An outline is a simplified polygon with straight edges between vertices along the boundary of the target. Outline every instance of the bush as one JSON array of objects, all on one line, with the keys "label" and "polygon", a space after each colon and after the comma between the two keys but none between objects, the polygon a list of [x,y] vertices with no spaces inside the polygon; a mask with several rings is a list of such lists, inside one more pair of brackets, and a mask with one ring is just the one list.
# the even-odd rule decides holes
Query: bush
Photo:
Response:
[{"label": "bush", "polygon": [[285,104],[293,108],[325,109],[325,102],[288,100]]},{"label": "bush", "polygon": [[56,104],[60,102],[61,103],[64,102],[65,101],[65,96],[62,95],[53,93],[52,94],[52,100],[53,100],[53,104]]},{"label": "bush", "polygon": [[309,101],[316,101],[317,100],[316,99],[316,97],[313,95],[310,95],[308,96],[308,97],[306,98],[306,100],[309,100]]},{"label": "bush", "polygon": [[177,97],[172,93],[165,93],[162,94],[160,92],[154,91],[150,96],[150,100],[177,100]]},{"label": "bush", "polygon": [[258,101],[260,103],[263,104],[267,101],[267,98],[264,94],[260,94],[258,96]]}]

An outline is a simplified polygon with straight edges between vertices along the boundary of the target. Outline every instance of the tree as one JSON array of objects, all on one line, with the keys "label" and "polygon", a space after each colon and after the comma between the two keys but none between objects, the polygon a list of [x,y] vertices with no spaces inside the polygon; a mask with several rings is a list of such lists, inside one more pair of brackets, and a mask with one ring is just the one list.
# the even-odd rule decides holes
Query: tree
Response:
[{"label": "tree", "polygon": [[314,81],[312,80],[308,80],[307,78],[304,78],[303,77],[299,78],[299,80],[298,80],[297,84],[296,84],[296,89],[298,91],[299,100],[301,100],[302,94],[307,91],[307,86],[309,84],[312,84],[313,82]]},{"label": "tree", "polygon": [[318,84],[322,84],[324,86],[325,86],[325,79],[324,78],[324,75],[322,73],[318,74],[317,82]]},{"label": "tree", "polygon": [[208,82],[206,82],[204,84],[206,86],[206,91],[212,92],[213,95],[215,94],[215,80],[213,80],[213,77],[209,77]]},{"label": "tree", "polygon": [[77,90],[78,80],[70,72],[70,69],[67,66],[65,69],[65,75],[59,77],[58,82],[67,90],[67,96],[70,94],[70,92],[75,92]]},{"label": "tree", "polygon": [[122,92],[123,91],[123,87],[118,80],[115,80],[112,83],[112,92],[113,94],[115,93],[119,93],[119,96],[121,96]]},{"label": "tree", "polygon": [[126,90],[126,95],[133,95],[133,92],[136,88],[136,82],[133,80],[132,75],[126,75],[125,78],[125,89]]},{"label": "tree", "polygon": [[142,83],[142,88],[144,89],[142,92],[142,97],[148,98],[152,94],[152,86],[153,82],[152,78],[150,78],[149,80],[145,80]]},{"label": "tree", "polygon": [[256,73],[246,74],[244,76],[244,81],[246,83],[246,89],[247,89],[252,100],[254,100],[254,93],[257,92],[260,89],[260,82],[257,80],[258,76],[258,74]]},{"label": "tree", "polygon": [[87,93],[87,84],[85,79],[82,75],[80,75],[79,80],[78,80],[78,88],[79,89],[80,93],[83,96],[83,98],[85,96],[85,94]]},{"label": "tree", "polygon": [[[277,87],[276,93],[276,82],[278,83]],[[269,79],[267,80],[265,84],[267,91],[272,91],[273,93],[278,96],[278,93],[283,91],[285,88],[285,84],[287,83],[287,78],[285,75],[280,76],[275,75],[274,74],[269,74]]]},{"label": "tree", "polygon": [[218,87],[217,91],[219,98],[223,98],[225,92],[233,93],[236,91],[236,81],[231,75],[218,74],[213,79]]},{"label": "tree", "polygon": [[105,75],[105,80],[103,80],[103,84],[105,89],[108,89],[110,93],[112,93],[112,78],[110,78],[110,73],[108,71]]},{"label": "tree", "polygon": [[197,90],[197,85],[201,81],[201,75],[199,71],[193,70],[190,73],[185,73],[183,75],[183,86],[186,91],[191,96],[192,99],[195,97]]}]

·····

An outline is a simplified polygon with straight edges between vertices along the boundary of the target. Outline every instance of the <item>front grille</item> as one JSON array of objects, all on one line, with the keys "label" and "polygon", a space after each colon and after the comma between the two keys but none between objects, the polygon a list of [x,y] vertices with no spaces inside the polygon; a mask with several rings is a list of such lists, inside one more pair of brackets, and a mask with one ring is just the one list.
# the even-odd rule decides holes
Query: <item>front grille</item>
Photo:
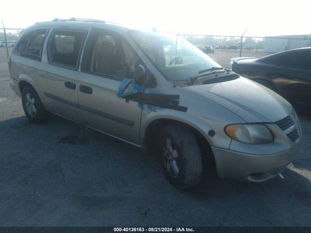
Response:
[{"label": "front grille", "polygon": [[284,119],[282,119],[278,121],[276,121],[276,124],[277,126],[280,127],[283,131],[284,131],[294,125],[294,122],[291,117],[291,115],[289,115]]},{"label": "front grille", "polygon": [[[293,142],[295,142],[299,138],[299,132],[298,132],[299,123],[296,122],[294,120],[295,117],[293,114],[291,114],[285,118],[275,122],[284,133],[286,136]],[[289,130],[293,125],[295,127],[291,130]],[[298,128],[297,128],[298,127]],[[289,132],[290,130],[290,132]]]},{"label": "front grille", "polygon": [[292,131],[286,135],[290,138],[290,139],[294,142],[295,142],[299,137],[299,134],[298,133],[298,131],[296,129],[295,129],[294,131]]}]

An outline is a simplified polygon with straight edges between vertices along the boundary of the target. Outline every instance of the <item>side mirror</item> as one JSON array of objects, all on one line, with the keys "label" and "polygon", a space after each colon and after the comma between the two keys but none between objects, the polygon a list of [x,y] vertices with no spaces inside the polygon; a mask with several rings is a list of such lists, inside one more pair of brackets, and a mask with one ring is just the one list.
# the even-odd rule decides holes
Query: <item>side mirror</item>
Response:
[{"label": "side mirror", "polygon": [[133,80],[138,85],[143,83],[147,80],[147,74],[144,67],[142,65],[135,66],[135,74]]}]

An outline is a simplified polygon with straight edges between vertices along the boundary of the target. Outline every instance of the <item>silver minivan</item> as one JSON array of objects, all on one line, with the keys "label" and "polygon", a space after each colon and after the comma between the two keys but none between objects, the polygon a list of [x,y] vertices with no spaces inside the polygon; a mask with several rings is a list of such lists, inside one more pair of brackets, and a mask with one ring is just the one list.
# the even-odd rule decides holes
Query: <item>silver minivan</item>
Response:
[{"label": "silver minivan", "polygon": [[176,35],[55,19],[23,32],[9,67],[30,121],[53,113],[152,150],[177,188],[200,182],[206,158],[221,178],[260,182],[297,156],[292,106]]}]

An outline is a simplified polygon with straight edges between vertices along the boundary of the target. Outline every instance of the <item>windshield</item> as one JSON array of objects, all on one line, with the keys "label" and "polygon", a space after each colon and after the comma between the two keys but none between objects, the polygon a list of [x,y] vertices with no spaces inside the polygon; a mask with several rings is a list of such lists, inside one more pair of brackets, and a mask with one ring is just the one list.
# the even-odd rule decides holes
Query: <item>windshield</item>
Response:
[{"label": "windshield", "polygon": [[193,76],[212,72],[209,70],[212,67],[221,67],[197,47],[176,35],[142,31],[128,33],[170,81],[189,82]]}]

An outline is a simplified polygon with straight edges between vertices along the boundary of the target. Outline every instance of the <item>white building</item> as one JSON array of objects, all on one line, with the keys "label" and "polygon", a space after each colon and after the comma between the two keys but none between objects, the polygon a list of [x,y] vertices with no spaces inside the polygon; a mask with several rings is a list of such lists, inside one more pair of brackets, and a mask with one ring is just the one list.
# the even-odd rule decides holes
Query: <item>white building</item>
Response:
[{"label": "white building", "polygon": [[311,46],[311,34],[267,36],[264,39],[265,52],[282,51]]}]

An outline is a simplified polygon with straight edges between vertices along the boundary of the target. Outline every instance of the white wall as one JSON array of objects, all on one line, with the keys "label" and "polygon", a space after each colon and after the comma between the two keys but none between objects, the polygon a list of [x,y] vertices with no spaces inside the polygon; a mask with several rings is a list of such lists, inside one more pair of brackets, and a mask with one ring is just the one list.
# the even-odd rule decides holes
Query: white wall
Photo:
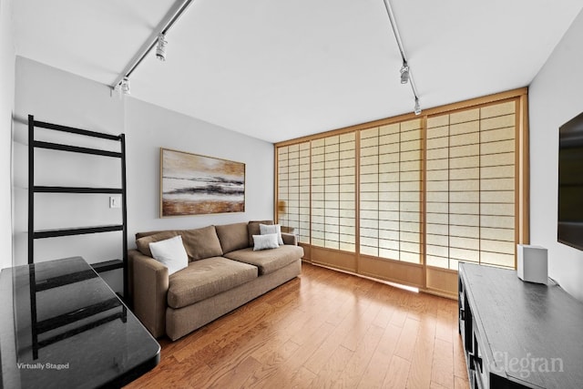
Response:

·····

# AIM
Which lines of the data above contain the string "mirror"? Return each of them, with case counting.

# OUTPUT BELOW
An outline is a simplified polygon with straight edges between vertices along the boundary of the target. Outline every instance of the <item>side mirror</item> as one JSON array of objects, all on one line, with the keys "label" and "polygon", a space after each colon and after the comma between the two keys but none between objects, the polygon a list of [x,y] vertices with no spaces inside the polygon; a mask with several rings is a list of such lists, inside one more pair of brackets, and a mask with one ring is just the one list.
Query: <item>side mirror</item>
[{"label": "side mirror", "polygon": [[133,80],[138,85],[143,83],[147,80],[147,74],[144,67],[142,65],[135,66],[135,74]]}]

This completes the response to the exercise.